Exercices proposés
**a)** Relevez dans le texte sur le cinema novo le passage qui commence aux mots « En me dispensant » et s'arrête après « misère du Latin. ».
**b)** D'après le texte sur le cinema novo, pourquoi le thème proposé par Aldo Viganò a-t-il été modifié ? Répondez en une à trois phrases.
**c)** Poursuivez le texte sur le cinema novo à partir de l'endroit où il s'arrête.

Thèse présentée durant les discussions autour du cinema novo , à l’occasion de la rétrospective réalisée à la V Rassegna del Cinema Latino-Americano, à Gênes, janvier 1965, sous le parrainage du Columbianum. Le thème proposé par le secrétaire Aldo Viganò a été Cinema novo et cinéma mondial. Des contingences ont forcé la modification : le paternalisme de l’Européen vis-à-vis du Tiers Monde a été le principal motif du changement de ton.
En me dispensant de l’introduction informative, devenue la caractéristique générale des discussions sur l’Amérique latine, je préfère situer les réactions entre notre culture et la culture civilisée dans des termes moins réduits que ceux qui, aussi, caractérisent l’analyse de l’observateur européen. Ainsi, tandis que l’Amérique latine se plaint de ses misères générales, l’interlocuteur étranger cultive la saveur de cette misère, non pas comme symptôme tragique, mais seulement comme donnée formelle en son champ d’intérêt. Ni le Latin ne communique sa véritable misère à l’homme civilisé, ni l’homme civilisé ne comprend véritablement la misère du Latin.

Données fournies
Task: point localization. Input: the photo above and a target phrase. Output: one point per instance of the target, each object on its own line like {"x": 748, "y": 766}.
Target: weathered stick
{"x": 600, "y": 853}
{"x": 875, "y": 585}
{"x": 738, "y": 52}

Réponses attendues
**a)**
En me dispensant de l’introduction informative, devenue la caractéristique générale des discussions sur l’Amérique latine, je préfère situer les réactions entre notre culture et la culture civilisée dans des termes moins réduits que ceux qui, aussi, caractérisent l’analyse de l’observateur européen. Ainsi, tandis que l’Amérique latine se plaint de ses misères générales, l’interlocuteur étranger cultive la saveur de cette misère, non pas comme symptôme tragique, mais seulement comme donnée formelle en son champ d’intérêt. Ni le Latin ne communique sa véritable misère à l’homme civilisé, ni l’homme civilisé ne comprend véritablement la misère du Latin.

**b)** Des contingences ont imposé la modification du thème « Cinema novo et cinéma mondial ». Le principal motif de ce changement de ton a été le paternalisme de l'Européen vis-à-vis du Tiers Monde.

**c)**
Voici – fondamentalement – la situation des Arts au Brésil devant le monde : jusqu’à aujourd’hui, seuls des mensonges élaborés de la vérité (les exotismes formels qui jugeraient des problèmes sociaux) ont pu être communiqués en termes quantitatifs, provoquant une série d’équivoques qui ne s’arrêtent pas aux frontières de l’Art mais contaminent surtout le terrain général du politique.
Pour l’observateur européen, les processus de création artistique du monde sous-développé ne l’intéressent que dans la mesure où ils satisfont sa nostalgie du primitivisme ; et ce primitivisme se présente hybride, déguisé sous des héritages tardifs du monde civilisé, mal compris car imposés par le conditionnement colonialiste.
L’Amérique latine demeure colonie et ce qui différencie le colonialisme d’hier de l’actuel, c’est seulement la forme plus perfectionnée du colonisateur : et au-delà des colonisateurs de fait, les formes plus subtiles de ceux qui contre nous aussi préparent de futures attaques.
Le problème international de l’Amérique latine est encore un cas de changement de colonisateurs, alors qu’une libération possible sera encore longtemps fonction d’une nouvelle dépendance.
Ce conditionnement économique et politique nous a conduit au rachitisme philosophique et à l’impuissance, qui, parfois inconsciente, parfois non, engendrent dans le premier cas la stérilité et dans le second, l’hystérie.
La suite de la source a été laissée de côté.